= WHAT IS NEEDED =
In the listing below, print exactly the lines between the line holding "Target: green satin skirt" and the line holding "Task: point to every instance of the distant", inclusive, and no more.

= RECORDED INFORMATION =
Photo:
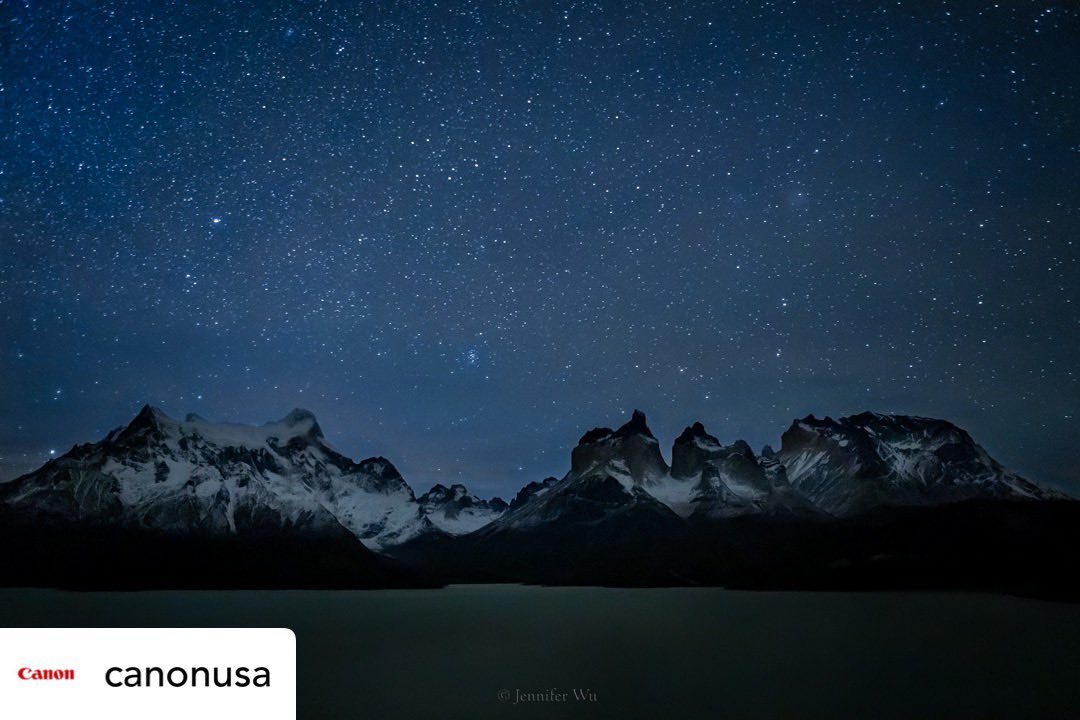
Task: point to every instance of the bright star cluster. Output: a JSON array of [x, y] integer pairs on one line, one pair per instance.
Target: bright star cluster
[[464, 232]]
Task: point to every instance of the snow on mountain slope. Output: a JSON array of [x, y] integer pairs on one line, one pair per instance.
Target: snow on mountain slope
[[457, 512], [710, 479], [193, 475], [855, 463]]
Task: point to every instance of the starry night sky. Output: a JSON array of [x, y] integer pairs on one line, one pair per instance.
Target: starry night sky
[[464, 233]]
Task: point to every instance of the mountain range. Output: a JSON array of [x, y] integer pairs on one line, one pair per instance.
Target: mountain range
[[189, 502]]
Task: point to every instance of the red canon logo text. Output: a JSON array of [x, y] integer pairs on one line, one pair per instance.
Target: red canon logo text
[[36, 674]]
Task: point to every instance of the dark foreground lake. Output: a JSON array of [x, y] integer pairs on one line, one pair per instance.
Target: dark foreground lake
[[471, 651]]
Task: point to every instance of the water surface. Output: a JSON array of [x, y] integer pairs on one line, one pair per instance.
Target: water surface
[[632, 653]]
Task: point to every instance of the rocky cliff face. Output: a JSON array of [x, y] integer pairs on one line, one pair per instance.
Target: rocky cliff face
[[853, 464]]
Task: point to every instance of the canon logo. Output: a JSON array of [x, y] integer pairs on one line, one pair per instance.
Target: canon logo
[[36, 674]]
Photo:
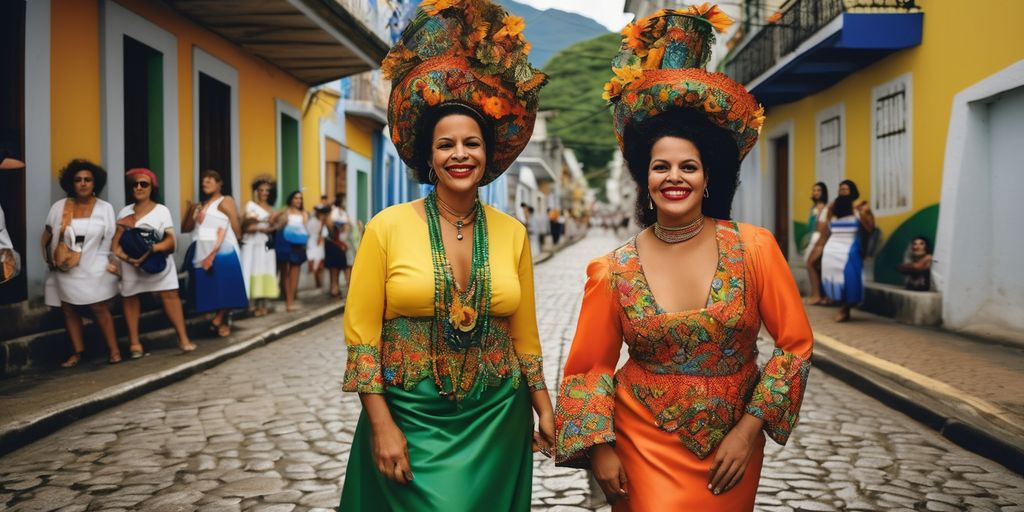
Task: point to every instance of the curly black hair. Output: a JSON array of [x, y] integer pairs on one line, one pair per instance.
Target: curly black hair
[[854, 192], [271, 198], [69, 171], [425, 130], [718, 154]]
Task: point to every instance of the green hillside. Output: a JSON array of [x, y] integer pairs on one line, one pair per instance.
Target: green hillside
[[551, 31], [578, 77]]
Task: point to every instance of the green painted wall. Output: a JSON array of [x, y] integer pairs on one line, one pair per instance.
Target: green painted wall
[[925, 222], [289, 158]]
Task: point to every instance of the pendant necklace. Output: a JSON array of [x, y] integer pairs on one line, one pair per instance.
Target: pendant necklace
[[461, 220], [681, 233]]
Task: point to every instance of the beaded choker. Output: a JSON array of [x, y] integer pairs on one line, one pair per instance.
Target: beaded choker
[[461, 220], [681, 233], [462, 317]]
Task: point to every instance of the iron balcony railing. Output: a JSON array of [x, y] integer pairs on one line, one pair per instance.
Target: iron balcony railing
[[800, 20]]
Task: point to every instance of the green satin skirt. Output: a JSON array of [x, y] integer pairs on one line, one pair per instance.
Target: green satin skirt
[[468, 456]]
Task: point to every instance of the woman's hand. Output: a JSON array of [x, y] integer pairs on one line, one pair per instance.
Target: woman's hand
[[609, 472], [544, 437], [391, 453], [136, 262], [733, 455]]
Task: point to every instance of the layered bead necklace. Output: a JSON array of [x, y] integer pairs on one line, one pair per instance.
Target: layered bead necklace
[[461, 220], [462, 317], [681, 233]]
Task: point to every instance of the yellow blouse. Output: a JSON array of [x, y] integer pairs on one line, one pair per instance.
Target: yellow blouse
[[393, 282]]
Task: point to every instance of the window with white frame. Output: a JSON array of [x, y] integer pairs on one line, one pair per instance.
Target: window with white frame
[[830, 155], [891, 134]]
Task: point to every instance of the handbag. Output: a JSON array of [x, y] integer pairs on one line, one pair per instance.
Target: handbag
[[136, 242], [296, 235], [66, 256]]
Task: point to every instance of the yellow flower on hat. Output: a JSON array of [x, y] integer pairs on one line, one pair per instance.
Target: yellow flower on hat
[[719, 19], [432, 7], [512, 27], [759, 119], [612, 90], [497, 108], [627, 75]]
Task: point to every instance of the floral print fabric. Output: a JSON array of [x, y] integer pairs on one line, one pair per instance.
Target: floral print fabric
[[694, 371]]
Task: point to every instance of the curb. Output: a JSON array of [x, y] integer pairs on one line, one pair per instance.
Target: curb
[[974, 424], [22, 432]]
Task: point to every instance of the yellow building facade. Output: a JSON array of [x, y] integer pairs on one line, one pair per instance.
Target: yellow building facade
[[888, 124]]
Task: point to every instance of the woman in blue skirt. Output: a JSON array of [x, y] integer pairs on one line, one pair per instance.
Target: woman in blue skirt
[[214, 266]]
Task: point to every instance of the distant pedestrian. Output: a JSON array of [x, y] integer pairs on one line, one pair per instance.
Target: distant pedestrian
[[258, 262], [557, 226], [338, 246], [213, 261], [145, 225], [817, 222], [77, 250], [316, 227], [842, 260], [916, 265], [292, 238], [10, 260]]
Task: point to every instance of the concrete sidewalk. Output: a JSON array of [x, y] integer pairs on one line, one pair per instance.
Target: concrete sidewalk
[[970, 390], [35, 404]]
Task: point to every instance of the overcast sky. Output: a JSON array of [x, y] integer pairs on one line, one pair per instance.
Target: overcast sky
[[606, 12]]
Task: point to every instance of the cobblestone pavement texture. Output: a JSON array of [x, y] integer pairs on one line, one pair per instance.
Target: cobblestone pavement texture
[[269, 431], [987, 371]]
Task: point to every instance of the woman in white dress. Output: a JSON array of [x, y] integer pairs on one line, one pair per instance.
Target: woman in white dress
[[842, 263], [291, 246], [83, 224], [817, 222], [152, 220], [214, 265], [258, 262]]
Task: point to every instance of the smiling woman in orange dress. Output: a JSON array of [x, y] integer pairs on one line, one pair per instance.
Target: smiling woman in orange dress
[[681, 426], [440, 322]]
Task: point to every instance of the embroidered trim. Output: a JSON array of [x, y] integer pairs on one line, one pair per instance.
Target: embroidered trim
[[583, 417], [532, 369], [363, 370], [777, 396]]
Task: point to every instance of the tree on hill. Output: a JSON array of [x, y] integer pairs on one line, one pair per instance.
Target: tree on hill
[[577, 76]]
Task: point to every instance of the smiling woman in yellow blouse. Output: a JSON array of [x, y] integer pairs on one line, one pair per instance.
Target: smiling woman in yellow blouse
[[440, 322]]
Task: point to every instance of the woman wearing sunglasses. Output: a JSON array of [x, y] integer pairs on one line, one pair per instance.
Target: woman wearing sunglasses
[[148, 227]]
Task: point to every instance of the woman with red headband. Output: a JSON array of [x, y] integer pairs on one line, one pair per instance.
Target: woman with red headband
[[150, 267]]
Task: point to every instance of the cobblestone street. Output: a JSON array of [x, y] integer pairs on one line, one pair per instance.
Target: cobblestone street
[[269, 431]]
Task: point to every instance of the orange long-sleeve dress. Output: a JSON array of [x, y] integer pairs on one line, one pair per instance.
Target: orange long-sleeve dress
[[690, 375]]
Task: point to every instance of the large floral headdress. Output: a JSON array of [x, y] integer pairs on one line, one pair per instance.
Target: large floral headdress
[[468, 51], [660, 67]]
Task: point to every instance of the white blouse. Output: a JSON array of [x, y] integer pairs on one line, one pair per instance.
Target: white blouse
[[89, 282]]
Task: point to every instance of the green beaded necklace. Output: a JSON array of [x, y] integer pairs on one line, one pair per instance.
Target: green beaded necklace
[[462, 317]]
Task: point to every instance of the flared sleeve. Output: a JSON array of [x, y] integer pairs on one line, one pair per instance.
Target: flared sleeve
[[365, 314], [778, 394], [587, 396], [525, 338]]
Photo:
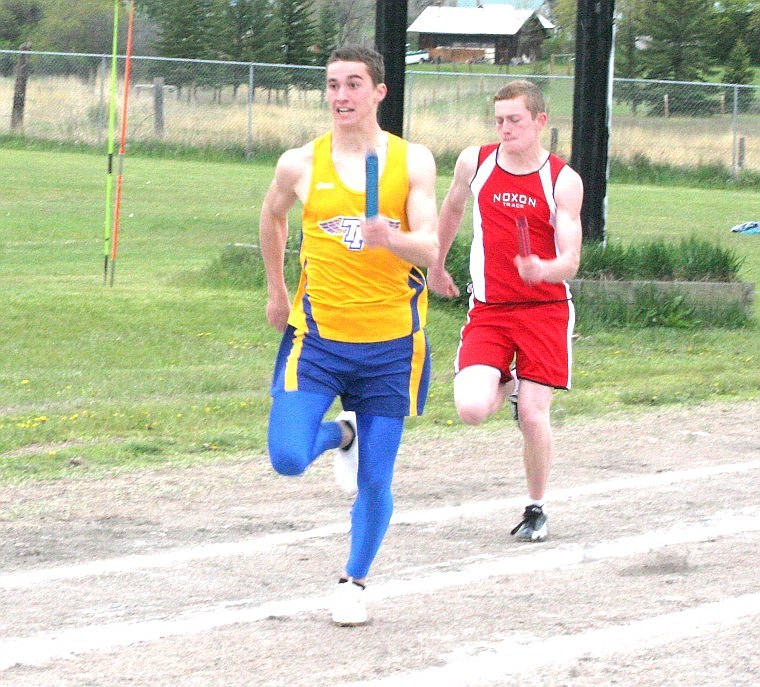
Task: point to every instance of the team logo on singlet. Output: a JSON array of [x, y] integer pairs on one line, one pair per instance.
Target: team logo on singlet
[[515, 200], [350, 229]]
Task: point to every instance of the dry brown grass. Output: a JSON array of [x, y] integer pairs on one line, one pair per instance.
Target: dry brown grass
[[446, 116]]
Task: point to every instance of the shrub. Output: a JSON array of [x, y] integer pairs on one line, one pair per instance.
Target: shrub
[[691, 259]]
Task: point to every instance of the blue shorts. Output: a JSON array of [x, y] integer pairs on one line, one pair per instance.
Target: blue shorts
[[387, 378]]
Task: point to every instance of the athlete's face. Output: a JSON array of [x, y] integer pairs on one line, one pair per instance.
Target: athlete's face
[[516, 128], [351, 94]]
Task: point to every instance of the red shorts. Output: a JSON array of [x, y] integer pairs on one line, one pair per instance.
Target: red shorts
[[537, 337]]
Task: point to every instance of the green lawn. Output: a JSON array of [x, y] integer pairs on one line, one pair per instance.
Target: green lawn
[[159, 368]]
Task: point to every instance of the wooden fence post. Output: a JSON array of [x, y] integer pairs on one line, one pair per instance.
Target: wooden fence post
[[19, 92], [158, 106]]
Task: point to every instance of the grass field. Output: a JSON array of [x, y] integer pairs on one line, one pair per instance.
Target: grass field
[[159, 368]]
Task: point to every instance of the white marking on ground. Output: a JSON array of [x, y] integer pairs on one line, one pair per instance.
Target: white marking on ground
[[511, 657], [44, 647], [26, 578]]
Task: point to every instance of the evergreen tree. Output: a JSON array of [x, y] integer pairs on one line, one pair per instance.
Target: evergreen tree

= WRITTEN ANSWER =
Target: green satin skirt
[[468, 456]]
Task: point to every instance of the woman's hand. Output: a JSON array of [x, y] integer pairs on one line, one pair per instance.
Target: woman's hand
[[609, 472], [544, 437], [391, 453], [136, 262], [733, 455]]
Task: point to every instance of the layered bead necklace. Output: a JSON array of [x, y] integer pairs on one line, one pair per instance.
Target: layered bead necklace
[[461, 220], [462, 317], [681, 233]]
Task: point to every instance of the yellow blouse. Output: a JSON array of [x, y] integer pairs on one line, one pair per instance.
Target: yellow blouse
[[393, 282]]
Task: point to every instance of the window with white frame. Output: a JSON array of [x, y] integer pairs on one line, one pair per instance.
Target: window with white frame
[[830, 155], [891, 134]]
Task: point to every instance of the handbag. Output: a JSON array of [x, y] integer pairs on one line, one pair per instance.
Target: handbag
[[136, 242], [296, 235], [66, 256]]
Task: point to every instance of the yellow flower on hat. Output: a JSON array of [x, y] integer pairs on one line, one pair per instance.
Target: yellow flower on hat
[[719, 19], [432, 7], [512, 27], [759, 119], [612, 90], [497, 108], [627, 75]]
Task: point to every instance of the floral print fabric. Output: a JSON array of [x, y] integer pairs on one line, one pair per instance.
Target: floral print fabric
[[694, 371]]
Task: point to every instance of the curb. Output: a JSON array of [x, y] integer pairs on one line, one pair per instance.
Target: curb
[[974, 424], [22, 432]]
Task: point to every instance of the yellow building facade. Output: a JSON array of [x, y] integer pairs on one line, one pair per instance.
Target: yellow building facade
[[888, 124]]
Task: point to every instance of the woman in blue skirt. Output: a JSON array of [x, y] integer pairs on one line, one pair per instance.
Target: woman in blue skirt
[[214, 266]]
Task: point to every instance of the distant pedestrian. Output: a JSON array of [x, y] integer pairs on one line, one pair per instance.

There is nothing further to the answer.